# Work instructions:
Locate every line in the rows below that contains the word "patterned", and copy each such line in full.

——————

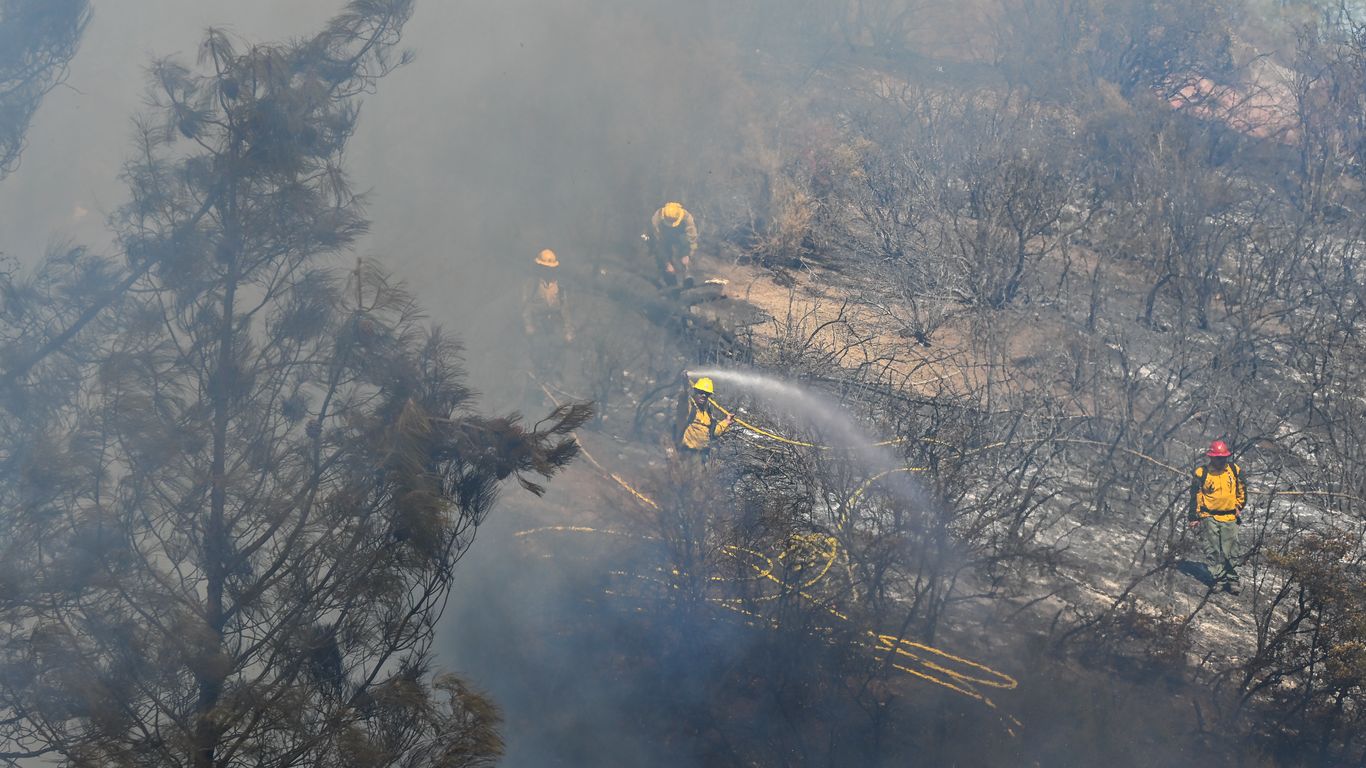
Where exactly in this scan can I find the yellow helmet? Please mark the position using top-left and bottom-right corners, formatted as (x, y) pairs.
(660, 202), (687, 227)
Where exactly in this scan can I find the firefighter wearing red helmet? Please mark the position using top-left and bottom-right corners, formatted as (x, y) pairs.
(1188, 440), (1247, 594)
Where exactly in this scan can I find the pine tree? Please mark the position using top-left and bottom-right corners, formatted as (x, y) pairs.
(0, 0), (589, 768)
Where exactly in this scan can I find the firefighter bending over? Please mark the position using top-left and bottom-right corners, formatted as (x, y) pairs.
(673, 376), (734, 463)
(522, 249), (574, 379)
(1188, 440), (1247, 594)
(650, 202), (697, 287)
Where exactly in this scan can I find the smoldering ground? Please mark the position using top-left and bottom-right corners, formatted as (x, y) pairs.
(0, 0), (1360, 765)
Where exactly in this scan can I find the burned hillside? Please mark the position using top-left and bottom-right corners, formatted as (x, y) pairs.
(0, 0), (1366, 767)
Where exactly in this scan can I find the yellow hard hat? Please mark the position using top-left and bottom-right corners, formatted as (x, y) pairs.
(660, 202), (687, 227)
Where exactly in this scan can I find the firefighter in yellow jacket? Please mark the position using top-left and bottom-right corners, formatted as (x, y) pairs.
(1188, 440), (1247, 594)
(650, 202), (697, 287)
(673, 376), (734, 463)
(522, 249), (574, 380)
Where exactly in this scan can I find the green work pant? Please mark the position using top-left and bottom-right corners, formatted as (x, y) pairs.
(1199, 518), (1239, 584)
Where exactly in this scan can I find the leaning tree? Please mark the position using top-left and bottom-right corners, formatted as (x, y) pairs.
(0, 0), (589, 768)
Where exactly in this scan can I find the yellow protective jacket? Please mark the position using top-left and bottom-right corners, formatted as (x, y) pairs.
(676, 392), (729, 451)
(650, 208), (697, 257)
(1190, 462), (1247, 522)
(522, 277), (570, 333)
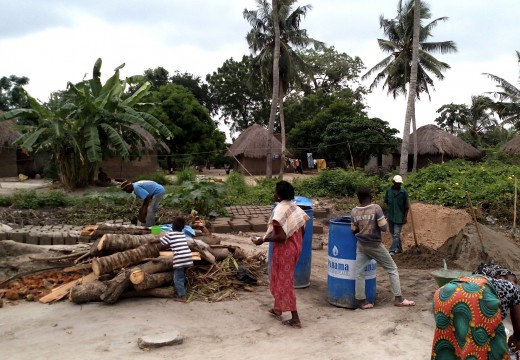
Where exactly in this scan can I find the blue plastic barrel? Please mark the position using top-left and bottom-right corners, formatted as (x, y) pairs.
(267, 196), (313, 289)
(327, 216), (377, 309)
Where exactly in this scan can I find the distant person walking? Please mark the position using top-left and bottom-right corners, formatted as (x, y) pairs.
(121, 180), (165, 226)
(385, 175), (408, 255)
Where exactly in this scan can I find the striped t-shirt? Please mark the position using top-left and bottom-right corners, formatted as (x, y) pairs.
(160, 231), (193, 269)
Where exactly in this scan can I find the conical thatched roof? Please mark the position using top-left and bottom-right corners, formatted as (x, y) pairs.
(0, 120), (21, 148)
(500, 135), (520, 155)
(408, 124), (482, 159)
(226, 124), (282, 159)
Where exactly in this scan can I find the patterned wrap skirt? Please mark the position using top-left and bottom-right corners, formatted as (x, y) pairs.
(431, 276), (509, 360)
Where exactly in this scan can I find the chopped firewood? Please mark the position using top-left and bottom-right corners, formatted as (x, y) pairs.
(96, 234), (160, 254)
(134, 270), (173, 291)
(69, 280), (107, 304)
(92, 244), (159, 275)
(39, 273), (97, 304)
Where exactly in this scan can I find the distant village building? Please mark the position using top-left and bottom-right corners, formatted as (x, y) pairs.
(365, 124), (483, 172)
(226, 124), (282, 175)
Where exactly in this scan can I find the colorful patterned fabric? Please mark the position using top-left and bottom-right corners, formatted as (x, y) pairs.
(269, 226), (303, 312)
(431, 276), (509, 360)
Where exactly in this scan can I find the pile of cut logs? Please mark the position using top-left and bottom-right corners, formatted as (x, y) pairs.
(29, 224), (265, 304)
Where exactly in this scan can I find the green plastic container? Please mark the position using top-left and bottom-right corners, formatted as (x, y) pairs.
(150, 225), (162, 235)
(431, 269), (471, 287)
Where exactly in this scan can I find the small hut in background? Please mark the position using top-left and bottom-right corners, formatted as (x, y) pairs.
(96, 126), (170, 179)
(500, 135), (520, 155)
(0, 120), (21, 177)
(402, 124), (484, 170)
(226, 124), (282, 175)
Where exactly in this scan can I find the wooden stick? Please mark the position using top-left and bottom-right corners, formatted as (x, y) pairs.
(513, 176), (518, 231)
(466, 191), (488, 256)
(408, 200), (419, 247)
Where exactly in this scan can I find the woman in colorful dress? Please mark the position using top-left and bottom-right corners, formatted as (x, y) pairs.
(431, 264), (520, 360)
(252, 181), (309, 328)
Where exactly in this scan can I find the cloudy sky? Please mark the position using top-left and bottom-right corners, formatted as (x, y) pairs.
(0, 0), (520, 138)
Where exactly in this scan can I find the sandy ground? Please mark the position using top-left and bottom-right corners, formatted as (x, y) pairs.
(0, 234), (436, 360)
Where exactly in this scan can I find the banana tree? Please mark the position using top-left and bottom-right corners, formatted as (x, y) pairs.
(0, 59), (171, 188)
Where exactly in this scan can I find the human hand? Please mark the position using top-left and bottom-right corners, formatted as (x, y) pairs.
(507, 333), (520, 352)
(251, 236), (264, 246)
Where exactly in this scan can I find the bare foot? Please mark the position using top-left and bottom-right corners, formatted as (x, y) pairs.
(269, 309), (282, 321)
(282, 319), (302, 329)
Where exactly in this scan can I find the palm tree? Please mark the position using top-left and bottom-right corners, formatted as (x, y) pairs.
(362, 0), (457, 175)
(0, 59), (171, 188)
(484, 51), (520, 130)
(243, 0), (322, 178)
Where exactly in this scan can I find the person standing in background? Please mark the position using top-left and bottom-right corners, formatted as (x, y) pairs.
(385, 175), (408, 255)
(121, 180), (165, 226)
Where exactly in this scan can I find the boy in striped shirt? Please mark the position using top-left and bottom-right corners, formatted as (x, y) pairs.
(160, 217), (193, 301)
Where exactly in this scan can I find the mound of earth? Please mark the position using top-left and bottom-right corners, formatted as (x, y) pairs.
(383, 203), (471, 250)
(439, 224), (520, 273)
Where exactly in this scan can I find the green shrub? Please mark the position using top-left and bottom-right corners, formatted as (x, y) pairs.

——————

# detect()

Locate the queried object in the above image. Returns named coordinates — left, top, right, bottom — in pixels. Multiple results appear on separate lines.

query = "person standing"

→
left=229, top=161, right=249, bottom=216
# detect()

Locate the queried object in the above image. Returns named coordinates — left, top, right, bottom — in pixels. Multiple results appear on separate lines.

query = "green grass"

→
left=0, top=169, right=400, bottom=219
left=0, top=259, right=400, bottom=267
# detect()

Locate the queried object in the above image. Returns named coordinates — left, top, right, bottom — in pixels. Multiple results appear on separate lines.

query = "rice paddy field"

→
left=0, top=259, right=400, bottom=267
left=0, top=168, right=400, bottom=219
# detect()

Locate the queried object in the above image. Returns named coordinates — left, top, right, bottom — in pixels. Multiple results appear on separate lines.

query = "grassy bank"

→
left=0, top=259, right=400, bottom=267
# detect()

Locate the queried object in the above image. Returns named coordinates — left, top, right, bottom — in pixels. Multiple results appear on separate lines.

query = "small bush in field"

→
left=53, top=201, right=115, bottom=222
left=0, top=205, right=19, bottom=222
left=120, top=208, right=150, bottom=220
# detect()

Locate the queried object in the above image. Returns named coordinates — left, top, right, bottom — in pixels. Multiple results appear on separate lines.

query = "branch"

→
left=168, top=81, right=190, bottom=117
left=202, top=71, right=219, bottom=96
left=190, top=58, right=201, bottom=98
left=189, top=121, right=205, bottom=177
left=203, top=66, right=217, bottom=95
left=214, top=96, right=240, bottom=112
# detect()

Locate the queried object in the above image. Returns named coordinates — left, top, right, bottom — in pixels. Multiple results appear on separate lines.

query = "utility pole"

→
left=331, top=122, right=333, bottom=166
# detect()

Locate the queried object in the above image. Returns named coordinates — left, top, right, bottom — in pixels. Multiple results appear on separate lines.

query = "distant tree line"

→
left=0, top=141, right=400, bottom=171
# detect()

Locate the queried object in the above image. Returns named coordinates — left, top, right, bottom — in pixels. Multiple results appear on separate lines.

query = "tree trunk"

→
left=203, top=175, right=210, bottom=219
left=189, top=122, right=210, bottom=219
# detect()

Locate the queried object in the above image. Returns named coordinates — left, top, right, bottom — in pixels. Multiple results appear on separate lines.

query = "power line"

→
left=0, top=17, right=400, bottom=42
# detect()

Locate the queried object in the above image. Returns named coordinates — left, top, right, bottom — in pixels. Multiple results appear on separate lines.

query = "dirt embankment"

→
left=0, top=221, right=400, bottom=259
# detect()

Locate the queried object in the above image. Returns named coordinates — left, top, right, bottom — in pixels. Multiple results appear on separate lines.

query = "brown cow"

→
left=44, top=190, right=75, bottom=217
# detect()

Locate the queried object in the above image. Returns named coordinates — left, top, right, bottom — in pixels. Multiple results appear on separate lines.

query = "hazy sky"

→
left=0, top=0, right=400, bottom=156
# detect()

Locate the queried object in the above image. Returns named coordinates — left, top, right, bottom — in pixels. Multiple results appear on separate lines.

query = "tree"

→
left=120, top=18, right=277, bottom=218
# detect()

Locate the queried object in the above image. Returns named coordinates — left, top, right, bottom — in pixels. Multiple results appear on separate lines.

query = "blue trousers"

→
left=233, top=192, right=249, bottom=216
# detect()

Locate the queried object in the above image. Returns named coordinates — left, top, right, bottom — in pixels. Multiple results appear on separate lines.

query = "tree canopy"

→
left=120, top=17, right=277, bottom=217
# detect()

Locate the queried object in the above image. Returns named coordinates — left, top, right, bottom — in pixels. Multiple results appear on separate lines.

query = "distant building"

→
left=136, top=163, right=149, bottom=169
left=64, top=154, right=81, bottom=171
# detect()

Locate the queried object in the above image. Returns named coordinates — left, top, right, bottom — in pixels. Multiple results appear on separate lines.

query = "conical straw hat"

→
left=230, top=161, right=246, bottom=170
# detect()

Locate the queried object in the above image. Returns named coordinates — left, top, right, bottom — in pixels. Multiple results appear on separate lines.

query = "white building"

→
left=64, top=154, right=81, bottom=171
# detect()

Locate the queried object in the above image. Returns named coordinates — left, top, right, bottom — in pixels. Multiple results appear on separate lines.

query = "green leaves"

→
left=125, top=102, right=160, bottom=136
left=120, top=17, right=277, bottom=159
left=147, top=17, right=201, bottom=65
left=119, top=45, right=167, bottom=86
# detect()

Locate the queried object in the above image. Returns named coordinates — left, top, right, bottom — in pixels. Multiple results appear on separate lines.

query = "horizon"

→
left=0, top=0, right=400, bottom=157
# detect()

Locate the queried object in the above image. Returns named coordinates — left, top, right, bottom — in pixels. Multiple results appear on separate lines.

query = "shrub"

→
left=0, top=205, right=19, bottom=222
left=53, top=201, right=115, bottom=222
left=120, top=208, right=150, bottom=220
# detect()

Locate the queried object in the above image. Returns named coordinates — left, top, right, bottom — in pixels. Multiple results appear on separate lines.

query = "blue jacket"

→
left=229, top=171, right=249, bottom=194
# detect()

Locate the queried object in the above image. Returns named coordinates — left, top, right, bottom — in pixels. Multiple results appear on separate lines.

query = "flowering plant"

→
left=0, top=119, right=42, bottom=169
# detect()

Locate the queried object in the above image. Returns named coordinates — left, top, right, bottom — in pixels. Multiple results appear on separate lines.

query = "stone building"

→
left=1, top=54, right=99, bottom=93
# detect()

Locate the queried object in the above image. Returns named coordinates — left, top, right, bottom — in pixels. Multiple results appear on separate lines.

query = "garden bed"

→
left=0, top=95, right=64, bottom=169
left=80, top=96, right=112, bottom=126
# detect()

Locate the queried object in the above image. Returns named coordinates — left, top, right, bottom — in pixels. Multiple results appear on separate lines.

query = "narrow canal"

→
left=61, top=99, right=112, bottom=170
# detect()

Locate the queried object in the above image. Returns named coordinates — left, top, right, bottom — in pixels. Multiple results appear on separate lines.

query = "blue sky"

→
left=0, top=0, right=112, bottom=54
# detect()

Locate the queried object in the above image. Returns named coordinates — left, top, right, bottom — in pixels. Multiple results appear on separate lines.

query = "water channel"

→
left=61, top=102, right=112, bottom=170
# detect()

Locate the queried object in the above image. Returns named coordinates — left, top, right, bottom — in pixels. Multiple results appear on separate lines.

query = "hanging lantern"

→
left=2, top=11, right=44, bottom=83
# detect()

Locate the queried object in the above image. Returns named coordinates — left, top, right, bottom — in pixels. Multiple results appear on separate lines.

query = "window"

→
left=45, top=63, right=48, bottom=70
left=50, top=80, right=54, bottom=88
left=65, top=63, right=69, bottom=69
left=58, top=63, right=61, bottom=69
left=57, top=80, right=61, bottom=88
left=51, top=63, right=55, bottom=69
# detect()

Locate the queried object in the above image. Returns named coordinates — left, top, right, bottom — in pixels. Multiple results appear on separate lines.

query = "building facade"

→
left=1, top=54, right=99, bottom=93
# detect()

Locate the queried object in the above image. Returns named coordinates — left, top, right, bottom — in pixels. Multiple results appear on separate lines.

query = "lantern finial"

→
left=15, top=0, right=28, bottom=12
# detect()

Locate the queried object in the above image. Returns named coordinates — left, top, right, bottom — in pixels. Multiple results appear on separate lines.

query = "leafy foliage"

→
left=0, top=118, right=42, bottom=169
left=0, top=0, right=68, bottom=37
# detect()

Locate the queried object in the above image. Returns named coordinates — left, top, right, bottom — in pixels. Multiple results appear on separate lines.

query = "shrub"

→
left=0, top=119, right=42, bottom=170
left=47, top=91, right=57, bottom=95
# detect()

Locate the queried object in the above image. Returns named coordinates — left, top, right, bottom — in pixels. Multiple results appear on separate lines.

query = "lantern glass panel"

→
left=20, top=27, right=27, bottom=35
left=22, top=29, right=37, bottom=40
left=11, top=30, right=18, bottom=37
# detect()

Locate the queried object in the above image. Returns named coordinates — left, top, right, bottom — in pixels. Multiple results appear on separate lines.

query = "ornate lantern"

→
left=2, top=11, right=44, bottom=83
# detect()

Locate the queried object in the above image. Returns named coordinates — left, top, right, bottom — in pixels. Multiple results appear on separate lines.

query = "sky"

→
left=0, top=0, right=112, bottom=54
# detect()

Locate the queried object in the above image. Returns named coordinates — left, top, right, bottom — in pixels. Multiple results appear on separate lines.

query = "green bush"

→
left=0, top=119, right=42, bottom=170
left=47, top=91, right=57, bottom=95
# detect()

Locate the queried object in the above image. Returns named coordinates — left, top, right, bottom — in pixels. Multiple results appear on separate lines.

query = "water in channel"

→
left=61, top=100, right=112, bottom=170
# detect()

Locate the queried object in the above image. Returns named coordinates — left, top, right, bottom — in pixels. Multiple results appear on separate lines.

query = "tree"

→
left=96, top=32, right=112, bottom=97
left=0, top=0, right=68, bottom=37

——————

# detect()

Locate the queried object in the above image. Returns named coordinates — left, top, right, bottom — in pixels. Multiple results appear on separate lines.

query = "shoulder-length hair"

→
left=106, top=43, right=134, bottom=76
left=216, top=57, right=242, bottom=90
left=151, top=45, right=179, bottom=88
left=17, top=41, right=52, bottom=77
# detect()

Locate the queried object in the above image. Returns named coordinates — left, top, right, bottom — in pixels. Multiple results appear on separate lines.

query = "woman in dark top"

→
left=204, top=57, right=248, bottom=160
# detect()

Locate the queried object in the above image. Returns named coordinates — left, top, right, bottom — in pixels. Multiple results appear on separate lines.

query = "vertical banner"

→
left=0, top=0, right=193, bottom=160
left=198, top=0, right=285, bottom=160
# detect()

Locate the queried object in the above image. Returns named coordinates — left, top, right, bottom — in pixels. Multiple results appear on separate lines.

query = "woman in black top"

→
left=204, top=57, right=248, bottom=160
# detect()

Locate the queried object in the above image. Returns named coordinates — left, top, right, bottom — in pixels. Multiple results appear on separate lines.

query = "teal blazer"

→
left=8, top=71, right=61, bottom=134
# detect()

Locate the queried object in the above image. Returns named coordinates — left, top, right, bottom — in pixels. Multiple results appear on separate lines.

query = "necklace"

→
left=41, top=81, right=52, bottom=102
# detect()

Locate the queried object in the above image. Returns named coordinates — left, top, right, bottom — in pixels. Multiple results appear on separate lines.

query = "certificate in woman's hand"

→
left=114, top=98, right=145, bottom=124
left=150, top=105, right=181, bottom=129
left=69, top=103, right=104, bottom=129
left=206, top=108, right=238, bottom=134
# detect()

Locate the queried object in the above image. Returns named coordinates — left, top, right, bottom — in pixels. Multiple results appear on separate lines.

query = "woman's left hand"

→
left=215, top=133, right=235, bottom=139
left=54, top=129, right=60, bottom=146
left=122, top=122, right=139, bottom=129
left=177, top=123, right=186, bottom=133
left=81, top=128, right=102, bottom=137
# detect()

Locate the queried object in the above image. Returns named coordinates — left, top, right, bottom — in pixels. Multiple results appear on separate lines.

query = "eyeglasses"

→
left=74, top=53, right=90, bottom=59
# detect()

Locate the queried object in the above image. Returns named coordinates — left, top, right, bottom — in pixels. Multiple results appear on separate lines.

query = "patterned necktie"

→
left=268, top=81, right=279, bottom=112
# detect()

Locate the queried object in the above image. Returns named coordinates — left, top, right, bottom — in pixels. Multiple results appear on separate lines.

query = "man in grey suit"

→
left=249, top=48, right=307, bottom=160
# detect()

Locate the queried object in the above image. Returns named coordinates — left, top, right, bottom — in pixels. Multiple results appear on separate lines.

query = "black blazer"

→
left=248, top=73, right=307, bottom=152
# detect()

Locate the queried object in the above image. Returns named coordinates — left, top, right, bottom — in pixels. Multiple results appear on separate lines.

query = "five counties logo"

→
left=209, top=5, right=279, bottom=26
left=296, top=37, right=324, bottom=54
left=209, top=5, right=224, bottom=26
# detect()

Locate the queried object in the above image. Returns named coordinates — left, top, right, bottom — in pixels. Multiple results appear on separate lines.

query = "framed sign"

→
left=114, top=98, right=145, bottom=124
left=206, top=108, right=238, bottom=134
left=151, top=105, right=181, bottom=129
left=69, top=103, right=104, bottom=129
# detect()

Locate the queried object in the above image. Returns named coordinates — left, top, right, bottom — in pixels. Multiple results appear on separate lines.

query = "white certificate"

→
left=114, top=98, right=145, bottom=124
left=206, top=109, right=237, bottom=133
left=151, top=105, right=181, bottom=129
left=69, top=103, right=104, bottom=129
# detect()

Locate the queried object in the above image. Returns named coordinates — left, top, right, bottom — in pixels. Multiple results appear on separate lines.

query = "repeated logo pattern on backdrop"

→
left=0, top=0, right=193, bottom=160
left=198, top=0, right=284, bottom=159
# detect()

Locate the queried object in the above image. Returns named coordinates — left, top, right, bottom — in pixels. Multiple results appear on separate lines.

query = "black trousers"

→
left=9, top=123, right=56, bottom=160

——————

# Result of this task:
Where exactly in this scan can I find the patterned wrap skirt? Please mark the position using top-left and bottom-right corners, formatted as (x, y) pairs.
Where exactly in this scan can I find the colorful patterned fabric? Please mark the position using top-left and bottom-right corners, formatted as (x, y) pairs.
query = "patterned necktie"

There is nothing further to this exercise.